• EXCERPT TO READ
--------------------------------------------------
This response has not been succinct, but I hope it sheds some light on the problem I see.

[hodgestar]

@jlapeyre Thank you for the explansion! I am fine with long.

In C if one wanted to link to an external function one would supply a header with a forward declaration. In OpenQASM that head is currently the full gate definition. I.e. From the language perspective the unitary behaviour is currently part of the signature of the gate and the implementation is always somewhere else.

Currently gate X q {} defines X to be the identity gate.

I'm not entirely against having "extern" gates gate X q; that are opaque to the compiler, but it does seem a little odd that gate X q; or extern gate X q; is not the same as including a full gate definition from some unspecified include file.

In the end, what you're describing seems to be a request to the compiler to use an opaque get implementation that will be supplied later and currently that is closest to extern defcal ....

Perhaps in the end the question is: Do we add extern gate to OpenQASM 3 or extern defcal to OpenPulse or even OpenQASM?

[jlapeyre]

Currently gate X q {} defines X to be the identity gate.
--------------------------------------------------
• REQUEST 1
In the OpenQASM thread, what does `gate X q {}` currently define X to be?
• REQUEST 2
Can you output every line of the records as a Markdown table with the columns Row and Line, leaving out blank lines and the pictures?
The OpenQASM thread has no connection to the records that come after it.
--------------------------------------------------
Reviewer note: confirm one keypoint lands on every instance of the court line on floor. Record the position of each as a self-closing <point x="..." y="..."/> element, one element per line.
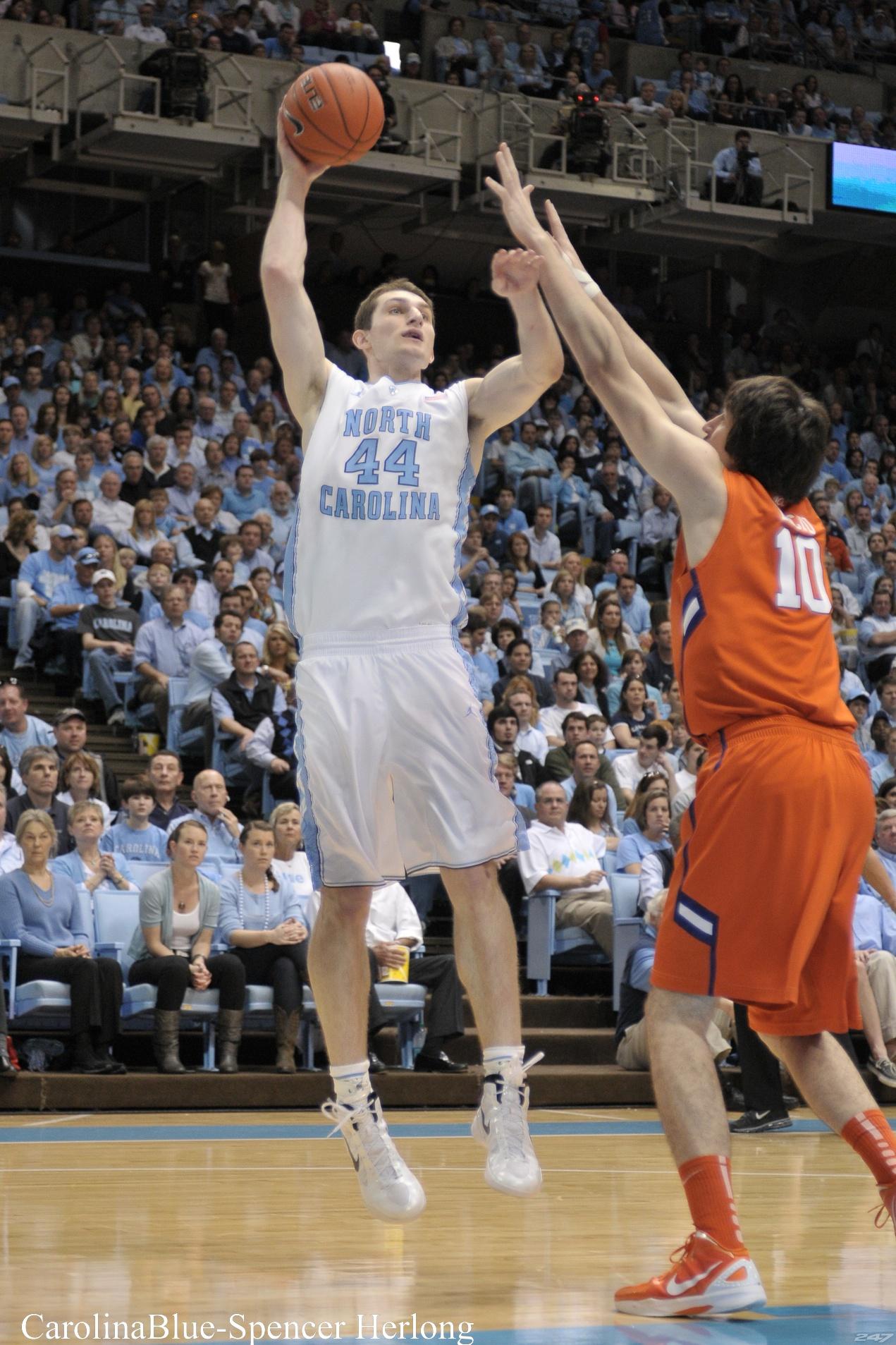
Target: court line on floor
<point x="286" y="1133"/>
<point x="422" y="1168"/>
<point x="59" y="1121"/>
--------------------------------------------------
• CORRECT RESPONSE 1
The identity gate.

• CORRECT RESPONSE 2
| Row | Line |
|---|---|
| 1 | Reviewer note: confirm one keypoint lands on every instance of the court line on floor. Record the position of each as a self-closing <point x="..." y="..."/> element, one element per line. |
| 2 | Target: court line on floor |
| 3 | <point x="286" y="1133"/> |
| 4 | <point x="422" y="1168"/> |
| 5 | <point x="59" y="1121"/> |